_EXERCISE BRIEF_
Repeat exactly the lines below that lie between the line with "Target: haze on horizon" and the line with "Target: trimmed hedge", counting both of those lines as part of the answer.

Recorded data
:::
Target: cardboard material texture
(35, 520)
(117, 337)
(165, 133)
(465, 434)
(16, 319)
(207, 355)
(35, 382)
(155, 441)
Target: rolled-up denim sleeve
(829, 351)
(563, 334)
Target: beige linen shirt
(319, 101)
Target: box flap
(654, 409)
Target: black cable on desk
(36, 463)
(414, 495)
:::
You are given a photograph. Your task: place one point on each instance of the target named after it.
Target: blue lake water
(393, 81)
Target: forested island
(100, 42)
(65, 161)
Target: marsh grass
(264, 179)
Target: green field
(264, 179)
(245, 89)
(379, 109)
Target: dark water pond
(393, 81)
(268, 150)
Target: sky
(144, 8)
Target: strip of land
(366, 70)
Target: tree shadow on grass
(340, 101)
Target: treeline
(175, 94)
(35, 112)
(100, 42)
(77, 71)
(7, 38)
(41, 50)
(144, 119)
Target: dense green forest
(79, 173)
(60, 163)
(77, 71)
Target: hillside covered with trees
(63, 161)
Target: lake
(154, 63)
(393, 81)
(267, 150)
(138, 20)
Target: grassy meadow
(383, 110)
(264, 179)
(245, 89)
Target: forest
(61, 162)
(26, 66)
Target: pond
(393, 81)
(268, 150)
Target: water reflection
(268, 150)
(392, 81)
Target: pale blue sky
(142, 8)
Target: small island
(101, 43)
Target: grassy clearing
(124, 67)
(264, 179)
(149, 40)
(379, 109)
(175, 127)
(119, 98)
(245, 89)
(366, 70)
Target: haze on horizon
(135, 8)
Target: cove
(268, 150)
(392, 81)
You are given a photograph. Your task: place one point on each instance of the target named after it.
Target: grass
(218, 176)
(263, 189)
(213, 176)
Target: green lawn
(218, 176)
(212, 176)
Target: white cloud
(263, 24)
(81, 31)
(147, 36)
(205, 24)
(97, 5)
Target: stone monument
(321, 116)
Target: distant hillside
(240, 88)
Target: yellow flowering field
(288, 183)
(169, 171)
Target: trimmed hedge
:::
_SOLUTION TO THIS PROBLEM_
Target: haze on horizon
(135, 8)
Target: cove
(268, 150)
(392, 81)
You are given a photograph. Your task: place one point on each instance of the target named after it.
Target: grass
(218, 176)
(263, 189)
(213, 176)
Target: green lawn
(218, 176)
(212, 176)
Target: white cloud
(263, 24)
(81, 31)
(147, 36)
(205, 24)
(97, 5)
Target: stone monument
(321, 116)
Target: distant hillside
(240, 88)
Target: yellow flowering field
(288, 183)
(169, 171)
Target: trimmed hedge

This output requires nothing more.